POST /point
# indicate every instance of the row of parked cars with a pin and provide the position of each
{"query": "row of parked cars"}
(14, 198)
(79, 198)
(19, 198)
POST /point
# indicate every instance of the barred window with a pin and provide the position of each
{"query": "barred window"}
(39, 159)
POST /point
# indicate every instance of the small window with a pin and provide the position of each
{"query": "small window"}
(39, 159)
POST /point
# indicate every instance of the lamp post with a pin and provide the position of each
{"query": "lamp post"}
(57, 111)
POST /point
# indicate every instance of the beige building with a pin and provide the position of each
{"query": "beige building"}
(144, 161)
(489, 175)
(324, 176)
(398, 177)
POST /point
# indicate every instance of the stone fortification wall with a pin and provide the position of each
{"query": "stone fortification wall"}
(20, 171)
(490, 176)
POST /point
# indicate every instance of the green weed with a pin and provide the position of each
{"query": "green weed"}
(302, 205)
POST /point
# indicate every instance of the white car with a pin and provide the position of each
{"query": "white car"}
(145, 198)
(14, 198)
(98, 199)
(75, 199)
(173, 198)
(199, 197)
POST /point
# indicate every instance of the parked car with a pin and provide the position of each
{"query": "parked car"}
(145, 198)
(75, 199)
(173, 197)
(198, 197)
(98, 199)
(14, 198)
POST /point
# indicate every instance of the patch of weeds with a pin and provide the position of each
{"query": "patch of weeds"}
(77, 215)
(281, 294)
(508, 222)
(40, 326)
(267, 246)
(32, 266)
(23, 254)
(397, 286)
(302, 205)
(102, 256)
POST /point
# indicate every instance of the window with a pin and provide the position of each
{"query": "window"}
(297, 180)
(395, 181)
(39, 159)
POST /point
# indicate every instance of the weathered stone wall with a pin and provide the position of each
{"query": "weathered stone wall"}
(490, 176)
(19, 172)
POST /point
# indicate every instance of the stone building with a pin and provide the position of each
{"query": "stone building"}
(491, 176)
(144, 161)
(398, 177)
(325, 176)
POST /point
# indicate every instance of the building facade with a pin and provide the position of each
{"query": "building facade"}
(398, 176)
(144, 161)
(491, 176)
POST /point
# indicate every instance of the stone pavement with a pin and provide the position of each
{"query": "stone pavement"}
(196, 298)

Written task:
Write the listing out again, exactly as shown above.

Answer below:
POST /point
# indicate every instance of the row of parked cars with a pin and provide the position of each
{"query": "row of parked cars"}
(14, 198)
(79, 198)
(19, 198)
POST /point
# indicate every instance of the barred window with a pin and provide the position of each
{"query": "barred window"}
(39, 159)
POST /point
# indicate every instance of the small window with a pin and provide the position of each
{"query": "small window"}
(39, 159)
POST /point
# indicate every instance of the lamp post with a pin and provide the position of each
{"query": "lamp post"}
(57, 111)
POST /point
# indicate every instance of the beige building with a pin and provide the position of each
{"query": "beige building"}
(144, 161)
(489, 175)
(324, 176)
(398, 177)
POST /point
# indicate every instance of the stone fortification wall with a pin and provide the position of each
{"query": "stone fortification wall"}
(20, 171)
(490, 176)
POST /point
# indicate every instance of the green weed with a pin and provide the position of each
{"query": "green weed"}
(302, 205)
POST /point
# indicate every instance of the white car with a pin and provide the position of each
{"query": "white car"}
(145, 198)
(14, 198)
(98, 199)
(75, 199)
(173, 198)
(199, 197)
POST /point
# indicate every instance of the parked car with a pin and provide the position of each
{"query": "parked car"}
(145, 198)
(75, 199)
(173, 197)
(198, 197)
(98, 199)
(14, 198)
POST /point
# indicate every instance of the patch of weeds with a pin and provide the position of each
{"query": "patch of weeds"}
(77, 215)
(281, 294)
(508, 222)
(40, 326)
(267, 246)
(32, 266)
(23, 254)
(397, 286)
(302, 205)
(102, 256)
POST /point
# indicate every instance of the window with a pin and provide the position of each
{"query": "window"}
(297, 180)
(395, 181)
(39, 159)
POST /point
# indicate every instance of the weathered stone wall with a pin and provide the position of each
{"query": "weathered stone wall"}
(490, 176)
(19, 172)
POST /point
# indicate every instance of the stone building with a pin and provide the position of each
{"query": "stone building"}
(491, 176)
(144, 161)
(398, 177)
(325, 176)
POST /point
# indicate every instance of the building facade with a pin and provide the position of each
{"query": "building facade"}
(398, 176)
(144, 161)
(491, 176)
POST /point
# indicate every instance of the stone pavement with a pin and provide the position of each
{"query": "stone pavement"}
(196, 298)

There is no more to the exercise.